## Tasks to carry out
1 – In the passage on cavalier houses, recast the paragraph beginning "In Baroque ensembles" as a short bulleted list that keeps its main facts.
2 – Write the next part of the passage on cavalier houses, picking up after its final sentence.

*** Extract provided ***

A cavaliers' house or cavalier house (from "cavalier" meaning horseman or cavalryman) was a building that formed part of the ensemble of a stately home, palace or schloss and was used to accommodate the royal or princely household. They emerged in the Baroque era.

The name is derived from the original use of such buildings for accommodating cavalrymen. Later it became synonymous for the building attached to a palace or stately home that was not used by the royal family themselves, but by courtiers, high officials, couriers or guests.

In Baroque ensembles, cavalier houses and palace were frequently around a cour d'honneur and could be linked by galleries or stand entirely separate. There were no hard and fast rules, so that a cavalier house could sometimes be found in the palace park. Depending on the area, size and importance of the actual residenz – and the status of its noble family – a cavalier house could even be a schloss in its own right or take on a more modest appearance sometimes resembling a burgher's house.

*** End of Extract provided ***
*** Records provided ***

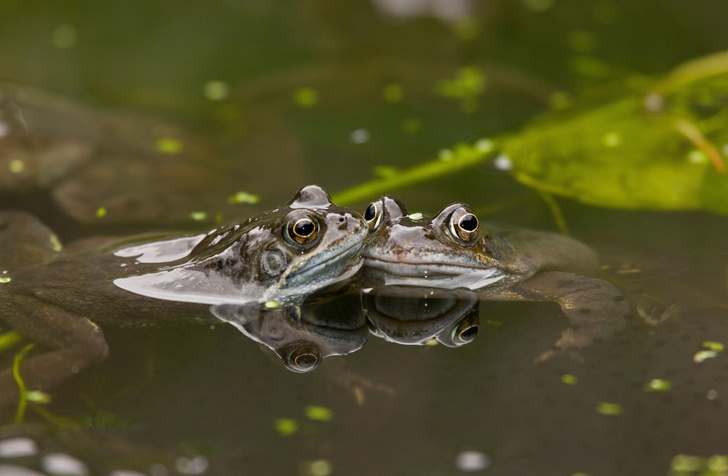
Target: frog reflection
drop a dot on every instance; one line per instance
(303, 335)
(415, 315)
(59, 300)
(453, 250)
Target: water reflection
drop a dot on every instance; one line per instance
(304, 334)
(417, 315)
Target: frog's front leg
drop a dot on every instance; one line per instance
(67, 343)
(596, 309)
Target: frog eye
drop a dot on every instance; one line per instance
(373, 215)
(302, 230)
(464, 224)
(303, 358)
(465, 332)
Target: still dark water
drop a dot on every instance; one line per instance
(267, 96)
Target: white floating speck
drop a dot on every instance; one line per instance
(194, 466)
(653, 102)
(17, 447)
(472, 461)
(61, 463)
(503, 162)
(359, 136)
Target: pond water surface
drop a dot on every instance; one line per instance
(152, 116)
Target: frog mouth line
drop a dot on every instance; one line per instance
(340, 260)
(423, 269)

*** End of Records provided ***

## Answers to each task
1 –
- In Baroque ensembles, cavalier houses and the palace often stood around a cour d'honneur.
- They could be linked by galleries or stand entirely separate.
- There were no fixed rules, so a cavalier house sometimes stood in the palace park.
- Its form depended on the area, size and importance of the residenz and the status of the noble family.
- It could be a schloss in its own right or something more modest, sometimes resembling a burgher's house.

2 –
== Examples ==
=== Austria ===
- Cavalier House, Klessheim, Klessheim Palace, Salzburg state

=== Germany ===
- Cavalier house, Gifhorn, Lower Saxony, today a museum
- Cavalier house inside the larger Schloss Pyrmont, Bad Pyrmont, Lower Saxony
- Cavalier house, Langenargen, Baden-Württemberg
- Cavalier house, Spremberg, Brandenburg
- Cavalier houses at Altenstein Palace, Bad Liebenstein, Thuringia
- Cavalier houses of Königs Wusterhausen, Brandenburg
- Cavalier house and hunting lodge in Darmstadt-Bessungen, Hesse
- Cavalier house at Moritzburg Castle, Saxony
- Cavalier house of Echzeller Burg, Echzell, Hesse, which is actually a palace

- Cavalier house of Rheinsberg Castle, Brandenburg

== Literature / Sources ==
- Hans-Joachim Kadatz: Seemanns Lexikon der Architektur, Seemann, Leipzig, 2001. ISBN 3363006136.